> _Exercise requirements_:
Please copy out the following records line for line, leaving every character unchanged.

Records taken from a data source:
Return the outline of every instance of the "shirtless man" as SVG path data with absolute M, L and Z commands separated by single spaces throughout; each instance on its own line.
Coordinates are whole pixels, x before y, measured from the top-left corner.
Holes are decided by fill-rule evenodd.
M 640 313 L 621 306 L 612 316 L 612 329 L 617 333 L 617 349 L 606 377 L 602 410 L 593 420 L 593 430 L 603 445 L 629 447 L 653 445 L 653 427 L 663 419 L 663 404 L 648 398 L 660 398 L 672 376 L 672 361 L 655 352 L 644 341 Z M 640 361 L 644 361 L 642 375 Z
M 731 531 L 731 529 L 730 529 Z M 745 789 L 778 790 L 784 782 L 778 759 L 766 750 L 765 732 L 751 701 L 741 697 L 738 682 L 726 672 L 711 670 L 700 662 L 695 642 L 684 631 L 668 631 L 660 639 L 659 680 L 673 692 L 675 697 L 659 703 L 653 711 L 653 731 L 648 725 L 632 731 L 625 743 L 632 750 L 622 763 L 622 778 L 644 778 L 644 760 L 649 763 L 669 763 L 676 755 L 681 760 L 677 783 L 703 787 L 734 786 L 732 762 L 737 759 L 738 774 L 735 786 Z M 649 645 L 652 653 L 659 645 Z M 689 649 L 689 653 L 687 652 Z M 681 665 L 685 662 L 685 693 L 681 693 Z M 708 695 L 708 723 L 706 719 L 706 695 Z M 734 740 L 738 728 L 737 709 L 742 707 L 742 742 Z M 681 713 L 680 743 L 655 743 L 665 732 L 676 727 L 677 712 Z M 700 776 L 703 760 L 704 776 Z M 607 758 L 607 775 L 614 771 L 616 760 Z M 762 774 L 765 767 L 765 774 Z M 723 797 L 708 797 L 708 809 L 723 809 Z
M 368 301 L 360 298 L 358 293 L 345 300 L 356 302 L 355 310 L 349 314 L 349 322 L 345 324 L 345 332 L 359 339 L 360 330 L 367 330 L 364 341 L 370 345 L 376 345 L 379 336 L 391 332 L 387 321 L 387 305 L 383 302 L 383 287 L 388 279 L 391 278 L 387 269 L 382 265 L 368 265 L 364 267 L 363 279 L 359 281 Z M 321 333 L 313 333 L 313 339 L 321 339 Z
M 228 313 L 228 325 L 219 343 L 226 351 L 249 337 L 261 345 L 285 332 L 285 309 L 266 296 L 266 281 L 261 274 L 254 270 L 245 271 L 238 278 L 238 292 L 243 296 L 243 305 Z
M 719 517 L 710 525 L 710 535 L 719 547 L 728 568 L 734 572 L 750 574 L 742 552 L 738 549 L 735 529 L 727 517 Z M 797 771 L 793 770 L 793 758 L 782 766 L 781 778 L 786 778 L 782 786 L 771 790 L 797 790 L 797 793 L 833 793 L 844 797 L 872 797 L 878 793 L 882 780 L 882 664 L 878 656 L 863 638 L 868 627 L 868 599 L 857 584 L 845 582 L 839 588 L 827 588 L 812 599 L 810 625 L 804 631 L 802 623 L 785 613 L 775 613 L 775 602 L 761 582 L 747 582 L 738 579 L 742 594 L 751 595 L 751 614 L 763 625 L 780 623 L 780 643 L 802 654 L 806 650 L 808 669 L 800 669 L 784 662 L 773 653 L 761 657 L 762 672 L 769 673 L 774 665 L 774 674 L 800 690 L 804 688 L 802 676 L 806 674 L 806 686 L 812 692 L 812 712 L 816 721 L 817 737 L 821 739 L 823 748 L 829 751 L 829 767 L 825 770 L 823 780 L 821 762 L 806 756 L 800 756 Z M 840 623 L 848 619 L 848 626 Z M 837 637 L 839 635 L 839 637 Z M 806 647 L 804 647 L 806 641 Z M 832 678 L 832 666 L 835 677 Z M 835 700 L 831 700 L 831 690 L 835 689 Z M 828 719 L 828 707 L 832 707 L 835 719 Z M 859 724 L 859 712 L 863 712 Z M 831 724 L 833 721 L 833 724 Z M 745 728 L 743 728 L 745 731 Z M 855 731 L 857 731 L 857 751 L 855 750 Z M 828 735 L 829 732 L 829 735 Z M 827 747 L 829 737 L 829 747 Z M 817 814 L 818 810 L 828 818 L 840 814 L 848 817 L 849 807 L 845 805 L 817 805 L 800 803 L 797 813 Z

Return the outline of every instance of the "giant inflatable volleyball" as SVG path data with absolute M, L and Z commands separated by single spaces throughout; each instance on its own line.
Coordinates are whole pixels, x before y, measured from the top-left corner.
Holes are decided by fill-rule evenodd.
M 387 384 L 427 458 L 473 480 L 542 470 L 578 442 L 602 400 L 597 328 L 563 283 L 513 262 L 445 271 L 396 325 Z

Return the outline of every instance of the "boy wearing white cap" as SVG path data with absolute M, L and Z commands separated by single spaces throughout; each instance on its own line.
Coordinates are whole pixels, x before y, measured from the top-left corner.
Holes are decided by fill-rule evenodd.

> _Full solution_:
Return the outline of every instance of the "shirtless man" as SVG path data with absolute M, L and Z commands separated by single spaces throughout; each instance on its own line.
Coordinates are whole pixels, x before y, measured from the top-left corner.
Holes are decided by fill-rule evenodd.
M 640 313 L 621 306 L 612 316 L 612 329 L 617 333 L 617 349 L 606 377 L 602 410 L 593 420 L 593 430 L 603 445 L 629 447 L 653 445 L 653 427 L 663 419 L 663 404 L 648 398 L 660 398 L 672 376 L 672 361 L 655 352 L 644 341 Z M 640 361 L 644 361 L 642 375 Z
M 731 531 L 731 529 L 730 529 Z M 745 789 L 778 790 L 784 782 L 778 759 L 766 750 L 765 732 L 751 701 L 741 697 L 738 682 L 726 672 L 711 670 L 700 662 L 695 642 L 684 631 L 668 631 L 660 639 L 659 680 L 673 692 L 675 697 L 659 703 L 653 711 L 653 731 L 648 725 L 632 731 L 625 743 L 632 750 L 622 763 L 622 778 L 644 778 L 644 760 L 649 763 L 669 763 L 676 755 L 681 760 L 677 783 L 703 787 L 734 786 L 732 762 L 737 759 L 738 774 L 735 786 Z M 649 645 L 652 653 L 659 645 Z M 689 649 L 689 653 L 687 652 Z M 681 665 L 685 662 L 685 693 L 681 693 Z M 708 695 L 708 723 L 706 719 L 706 695 Z M 734 740 L 738 728 L 737 709 L 742 707 L 742 742 Z M 681 713 L 680 743 L 655 743 L 665 732 L 676 727 L 677 712 Z M 700 776 L 703 760 L 704 776 Z M 607 758 L 607 775 L 614 771 L 616 760 Z M 762 774 L 765 767 L 765 774 Z M 723 797 L 708 797 L 708 809 L 723 809 Z
M 368 301 L 360 298 L 358 293 L 345 300 L 356 302 L 355 310 L 349 314 L 349 322 L 345 324 L 345 332 L 359 339 L 360 330 L 367 330 L 364 341 L 370 345 L 376 345 L 379 336 L 391 332 L 387 321 L 387 305 L 383 302 L 383 287 L 388 279 L 391 278 L 387 269 L 382 265 L 368 265 L 364 267 L 363 279 L 359 281 Z M 321 333 L 313 333 L 313 339 L 321 339 Z
M 228 313 L 228 325 L 219 343 L 226 351 L 249 337 L 261 345 L 285 332 L 285 309 L 266 296 L 266 281 L 261 274 L 254 270 L 245 271 L 238 278 L 238 292 L 243 296 L 243 305 Z
M 719 517 L 710 525 L 710 535 L 719 547 L 728 568 L 734 572 L 750 574 L 742 552 L 738 549 L 735 529 L 727 517 Z M 797 771 L 793 770 L 793 758 L 782 766 L 781 778 L 786 778 L 782 786 L 771 790 L 797 790 L 797 793 L 833 793 L 844 797 L 872 797 L 878 793 L 882 780 L 882 664 L 878 656 L 863 638 L 868 627 L 868 599 L 857 584 L 845 582 L 839 588 L 827 588 L 812 599 L 810 625 L 804 631 L 802 623 L 785 613 L 775 613 L 775 602 L 761 582 L 747 582 L 738 579 L 742 594 L 751 595 L 751 614 L 763 625 L 780 623 L 780 643 L 802 654 L 806 650 L 808 669 L 800 669 L 784 662 L 773 653 L 761 657 L 762 672 L 769 673 L 774 665 L 774 674 L 800 690 L 804 688 L 802 676 L 806 674 L 806 686 L 812 692 L 812 712 L 816 721 L 817 737 L 821 739 L 823 748 L 829 751 L 829 767 L 825 770 L 823 780 L 821 762 L 806 756 L 800 756 Z M 840 623 L 848 619 L 848 626 Z M 837 637 L 839 635 L 839 637 Z M 806 647 L 804 647 L 806 641 Z M 832 678 L 832 666 L 835 677 Z M 835 700 L 831 700 L 831 690 L 835 689 Z M 828 719 L 828 707 L 832 707 L 835 719 Z M 859 724 L 859 712 L 863 712 Z M 831 724 L 833 721 L 833 724 Z M 745 728 L 743 728 L 745 731 Z M 855 731 L 857 731 L 857 751 L 855 750 Z M 828 735 L 829 732 L 829 735 Z M 827 747 L 829 737 L 829 747 Z M 817 814 L 818 810 L 828 818 L 840 814 L 848 817 L 849 807 L 845 805 L 817 805 L 800 803 L 797 813 Z

Return the outline of every instance of the "giant inflatable volleyball" as SVG path data with absolute M, L and Z commands separated by single spaces throughout; each instance on its own line.
Coordinates are whole pixels, x before y, measured from the top-left corner.
Holes are decided by fill-rule evenodd.
M 387 384 L 427 458 L 473 480 L 542 470 L 578 442 L 602 400 L 597 328 L 563 283 L 513 262 L 445 271 L 396 325 Z

Return the outline of every instance of the "boy wearing white cap" as SVG path data with absolute M, L and Z commands separated by single spaces throughout; each instance on its own line.
Coordinates are whole pixels, x before y, measured from the top-left corner.
Holes are decided by fill-rule evenodd.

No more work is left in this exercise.